→ **TO BE DONE**
Shift each bounding-box coordinate in the answers by adding -60, then write the records out again with their requests, starting at the first line of the records and stopping after the line that contains "[181, 261, 388, 410]".

========

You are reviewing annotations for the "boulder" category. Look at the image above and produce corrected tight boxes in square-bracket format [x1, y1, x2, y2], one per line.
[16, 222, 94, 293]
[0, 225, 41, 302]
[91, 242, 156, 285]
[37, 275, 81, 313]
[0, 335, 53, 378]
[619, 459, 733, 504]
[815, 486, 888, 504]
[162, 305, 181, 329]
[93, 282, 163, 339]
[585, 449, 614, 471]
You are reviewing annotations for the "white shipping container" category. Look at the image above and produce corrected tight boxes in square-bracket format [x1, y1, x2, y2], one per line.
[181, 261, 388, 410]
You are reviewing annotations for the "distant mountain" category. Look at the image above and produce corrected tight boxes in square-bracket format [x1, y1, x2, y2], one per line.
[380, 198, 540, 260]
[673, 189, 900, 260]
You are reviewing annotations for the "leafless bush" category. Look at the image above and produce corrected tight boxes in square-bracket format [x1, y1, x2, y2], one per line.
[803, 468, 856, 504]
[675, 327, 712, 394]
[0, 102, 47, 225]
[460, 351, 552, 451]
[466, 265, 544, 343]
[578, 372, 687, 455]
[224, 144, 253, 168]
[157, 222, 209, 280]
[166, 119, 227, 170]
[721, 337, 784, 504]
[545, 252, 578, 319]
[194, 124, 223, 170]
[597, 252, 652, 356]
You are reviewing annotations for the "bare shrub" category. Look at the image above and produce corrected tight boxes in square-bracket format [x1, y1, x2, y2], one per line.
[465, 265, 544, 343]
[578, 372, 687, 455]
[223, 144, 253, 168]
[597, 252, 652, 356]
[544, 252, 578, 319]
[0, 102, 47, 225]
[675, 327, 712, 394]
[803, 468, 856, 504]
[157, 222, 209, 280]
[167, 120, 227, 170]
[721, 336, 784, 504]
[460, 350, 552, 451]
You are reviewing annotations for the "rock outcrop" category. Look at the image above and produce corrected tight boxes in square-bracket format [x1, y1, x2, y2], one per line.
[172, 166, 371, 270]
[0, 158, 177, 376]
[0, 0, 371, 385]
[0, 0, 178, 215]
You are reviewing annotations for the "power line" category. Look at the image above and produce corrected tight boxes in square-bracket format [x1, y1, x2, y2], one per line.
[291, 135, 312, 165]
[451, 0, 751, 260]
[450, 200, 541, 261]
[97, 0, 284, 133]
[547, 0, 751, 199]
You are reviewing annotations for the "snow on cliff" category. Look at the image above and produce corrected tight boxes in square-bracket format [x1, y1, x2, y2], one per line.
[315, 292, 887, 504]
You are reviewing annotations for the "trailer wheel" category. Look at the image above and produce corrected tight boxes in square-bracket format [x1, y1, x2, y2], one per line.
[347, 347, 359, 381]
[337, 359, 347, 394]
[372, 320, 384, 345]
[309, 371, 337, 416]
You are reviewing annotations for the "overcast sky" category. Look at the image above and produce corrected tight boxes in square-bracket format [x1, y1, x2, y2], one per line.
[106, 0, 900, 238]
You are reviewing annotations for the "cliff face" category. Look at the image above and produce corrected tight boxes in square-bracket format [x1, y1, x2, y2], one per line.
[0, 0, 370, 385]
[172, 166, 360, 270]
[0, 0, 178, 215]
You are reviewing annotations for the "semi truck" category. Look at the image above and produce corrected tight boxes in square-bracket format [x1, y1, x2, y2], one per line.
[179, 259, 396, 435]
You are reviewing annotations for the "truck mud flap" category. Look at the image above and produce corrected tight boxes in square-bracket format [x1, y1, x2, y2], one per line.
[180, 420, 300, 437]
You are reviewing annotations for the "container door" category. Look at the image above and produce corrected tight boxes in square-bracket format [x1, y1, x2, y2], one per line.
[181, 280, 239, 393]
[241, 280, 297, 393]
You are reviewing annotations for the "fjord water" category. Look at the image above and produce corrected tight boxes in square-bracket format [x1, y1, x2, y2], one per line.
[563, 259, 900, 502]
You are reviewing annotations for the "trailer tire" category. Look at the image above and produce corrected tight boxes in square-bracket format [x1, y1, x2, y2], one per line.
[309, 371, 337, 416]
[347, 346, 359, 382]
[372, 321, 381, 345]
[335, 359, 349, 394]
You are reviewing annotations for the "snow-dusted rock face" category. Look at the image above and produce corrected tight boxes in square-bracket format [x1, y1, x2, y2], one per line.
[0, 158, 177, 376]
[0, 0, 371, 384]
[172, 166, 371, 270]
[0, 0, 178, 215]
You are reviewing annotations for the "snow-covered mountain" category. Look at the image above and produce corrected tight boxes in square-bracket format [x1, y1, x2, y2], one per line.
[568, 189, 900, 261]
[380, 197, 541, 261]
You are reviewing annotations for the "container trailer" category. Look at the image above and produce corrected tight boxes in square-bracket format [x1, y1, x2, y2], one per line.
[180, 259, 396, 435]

========

→ **SOLUTION FOR THIS TASK**
You are reviewing annotations for the "boulder" category. Look at the image above and produce corrected tight boxes in square-bracket format [x1, y1, x2, y2], one per line.
[-44, 162, 34, 233]
[-60, 165, -19, 242]
[31, 182, 96, 225]
[-23, 215, 21, 253]
[-60, 275, -7, 318]
[559, 399, 673, 444]
[755, 426, 828, 444]
[102, 245, 121, 269]
[33, 222, 103, 279]
[525, 389, 554, 411]
You are reviewing annotations for the "white shipping container" category. Look at the image above and produce corrected tight boxes in square-bracket format [x1, y1, x2, y2], one per line.
[121, 201, 328, 350]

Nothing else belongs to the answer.